Restate the entries word for word, leaving nothing out.

(Beginning of RECORDS FOR PROCESSING)

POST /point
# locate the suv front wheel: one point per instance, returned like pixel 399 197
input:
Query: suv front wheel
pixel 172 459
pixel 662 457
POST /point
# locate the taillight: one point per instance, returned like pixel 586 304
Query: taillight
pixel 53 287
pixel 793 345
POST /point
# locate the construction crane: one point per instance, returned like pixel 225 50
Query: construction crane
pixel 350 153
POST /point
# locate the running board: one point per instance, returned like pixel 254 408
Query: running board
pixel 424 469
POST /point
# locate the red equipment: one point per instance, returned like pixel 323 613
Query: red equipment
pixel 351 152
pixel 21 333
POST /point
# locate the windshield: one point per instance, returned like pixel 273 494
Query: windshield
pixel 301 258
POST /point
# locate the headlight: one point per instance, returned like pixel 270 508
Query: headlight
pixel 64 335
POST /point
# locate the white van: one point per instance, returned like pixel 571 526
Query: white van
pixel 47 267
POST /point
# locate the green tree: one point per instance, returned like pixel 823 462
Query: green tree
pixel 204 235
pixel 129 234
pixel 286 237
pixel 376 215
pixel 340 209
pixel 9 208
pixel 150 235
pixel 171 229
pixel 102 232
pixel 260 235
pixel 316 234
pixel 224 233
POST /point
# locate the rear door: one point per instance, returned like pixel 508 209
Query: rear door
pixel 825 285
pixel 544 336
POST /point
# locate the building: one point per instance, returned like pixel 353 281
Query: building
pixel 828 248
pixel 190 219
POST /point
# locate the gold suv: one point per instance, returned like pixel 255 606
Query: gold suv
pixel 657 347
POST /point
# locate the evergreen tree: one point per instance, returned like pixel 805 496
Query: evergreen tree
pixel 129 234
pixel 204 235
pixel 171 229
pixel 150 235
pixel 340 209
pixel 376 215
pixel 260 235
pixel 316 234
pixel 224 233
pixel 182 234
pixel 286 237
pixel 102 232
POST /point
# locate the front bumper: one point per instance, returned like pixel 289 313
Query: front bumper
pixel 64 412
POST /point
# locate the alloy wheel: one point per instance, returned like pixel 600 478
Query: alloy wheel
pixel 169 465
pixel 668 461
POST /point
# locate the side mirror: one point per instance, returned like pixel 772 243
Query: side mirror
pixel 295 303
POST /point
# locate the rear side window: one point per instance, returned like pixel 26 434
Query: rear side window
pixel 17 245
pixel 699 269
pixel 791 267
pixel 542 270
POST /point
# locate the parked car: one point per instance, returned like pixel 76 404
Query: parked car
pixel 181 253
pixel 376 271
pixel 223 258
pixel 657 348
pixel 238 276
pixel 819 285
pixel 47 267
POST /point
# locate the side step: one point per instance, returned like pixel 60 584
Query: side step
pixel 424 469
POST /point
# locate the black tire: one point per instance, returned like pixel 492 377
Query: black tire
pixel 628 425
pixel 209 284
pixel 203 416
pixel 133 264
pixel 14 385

(End of RECORDS FOR PROCESSING)

• REPLY TO THE TASK:
POST /point
# locate the suv front wheel: one point per instance, returned like pixel 399 197
input:
Query: suv front wheel
pixel 172 459
pixel 662 457
POST /point
# locate the taillight: one point per instance, returned like pixel 586 304
Query: taillight
pixel 53 287
pixel 793 345
POST /point
# locate the construction crane: one point per instance, returned like pixel 225 50
Query: construction crane
pixel 350 153
POST /point
# locate the running board: one point per instance, returned like pixel 254 408
Query: running board
pixel 424 469
POST /point
# locate the red equipment: one point per instance, returned like pixel 323 613
Query: red equipment
pixel 351 152
pixel 21 333
POST /point
# locate the windshield: one point per instance, returned like pixel 273 494
Query: windshield
pixel 301 258
POST /point
# locate the headlight: one point per instance, returned like pixel 270 508
Query: headlight
pixel 64 335
POST /point
# locate the white van: one point per instance, returned like pixel 571 526
Query: white van
pixel 47 267
POST /point
# locate the green tree: one point per instance, returned like pixel 823 462
Query: green tree
pixel 204 235
pixel 129 234
pixel 286 237
pixel 376 215
pixel 340 209
pixel 9 208
pixel 150 235
pixel 171 229
pixel 102 232
pixel 260 235
pixel 316 234
pixel 224 233
POST /point
# locate the rear door: one point per instance, returned like pixel 508 209
Query: rear door
pixel 825 285
pixel 544 336
POST /point
# locate the building: one point per instance, returned like pixel 353 281
Query: building
pixel 828 248
pixel 190 219
POST /point
# locate the gold suv: one point per instance, returned like pixel 255 606
Query: gold suv
pixel 657 347
POST /point
# locate the evergreen tree: one point per instance, returned like pixel 805 496
Query: evergreen tree
pixel 129 234
pixel 204 235
pixel 171 229
pixel 150 235
pixel 340 209
pixel 376 215
pixel 260 235
pixel 316 234
pixel 224 233
pixel 182 234
pixel 286 237
pixel 102 232
POST /point
# locate the front bumper: one point per instance, returned like pixel 289 313
Query: front bumper
pixel 64 412
POST /point
# locate the alloy wheel: one point per instance, returned like pixel 600 478
Query: alloy wheel
pixel 169 465
pixel 668 461
POST /point
# locate the side mirror: one point per instance, returned like pixel 772 243
Query: side mirror
pixel 295 303
POST /point
# locate the rear side window: one point per instance, returned like pixel 26 434
Query: rear side window
pixel 17 245
pixel 699 269
pixel 791 267
pixel 542 270
POST /point
# locate the parked car: one point per instance, returned like pixel 76 404
Query: parked car
pixel 181 253
pixel 376 271
pixel 223 258
pixel 657 348
pixel 238 276
pixel 819 285
pixel 47 267
POST /point
# locate the side step: one point per instance, returned like pixel 60 584
Query: side step
pixel 424 469
POST /point
# locate the black tire: one point per instance, returned like pixel 492 377
Query: black tire
pixel 628 425
pixel 209 284
pixel 203 416
pixel 133 264
pixel 14 385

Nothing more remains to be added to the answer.